_TEXTO CITADO_:
-*-*-

ACOMPANHE-NOS     Campo Grande News no Facebook Campo Grande News no Twitter Campo Grande News no Instagram
ABRIL, SEXTA  26    CAMPO GRANDE 33º

Arquitetura

Julieta partiu e deixou saudade do sorriso que brilhava na varanda de madeira

Casa antiga foi deixada por uma das moradoras da Vila Bandeirante, lembrada pela alegria.

Thailla Torres | 09/01/2018 09:44
Casa de madeira pertencia a  Julia, que nunca abriu mão das tábuas por qualquer parede de alvenaria, lembra o filho.
Casa de madeira pertencia a Julia, que nunca abriu mão das tábuas por qualquer parede de alvenaria, lembra o filho.

A casa é antiga e fica em um terreno estreito, na Vila Bandeirantes. Mas há três anos o dono encarou um pintura alegre, para deixá-la mais iluminada. Foi um presente para mãe Julieta Cabreira, que partiu meses depois da pintura. Sempre encantada com a arquitetura de madeira torta, dona Julieta nunca abriu mão das tábuas por qualquer parede de alvenaria, lembra o filho.

-*-*-

_DADOS DE ORIGEM_:
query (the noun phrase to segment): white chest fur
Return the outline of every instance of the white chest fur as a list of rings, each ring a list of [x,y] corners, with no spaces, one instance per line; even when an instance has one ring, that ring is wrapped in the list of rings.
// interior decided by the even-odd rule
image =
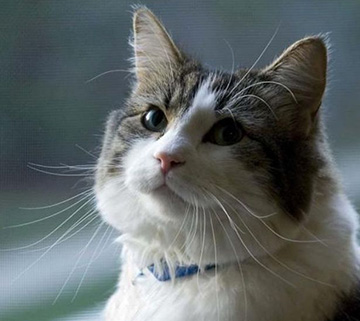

-*-*-

_EXERCÍCIO PROPOSTO A_:
Na reportagem sobre a casa de madeira, há quantos anos o dono fez a pintura alegre da casa?
_EXERCÍCIO PROPOSTO B_:
Devolva o trecho da reportagem sobre a casa de madeira entre "Julieta partiu e" e "lembrada pela alegria.", inclusive.
_EXERCÍCIO PROPOSTO C_:
Quais redes sociais a reportagem sobre a casa de madeira menciona?

_RESPOSTA FINAL A_:
Há três anos.

_RESPOSTA FINAL B_:
Julieta partiu e deixou saudade do sorriso que brilhava na varanda de madeira

Casa antiga foi deixada por uma das moradoras da Vila Bandeirante, lembrada pela alegria.

_RESPOSTA FINAL C_:
Facebook, Twitter, Instagram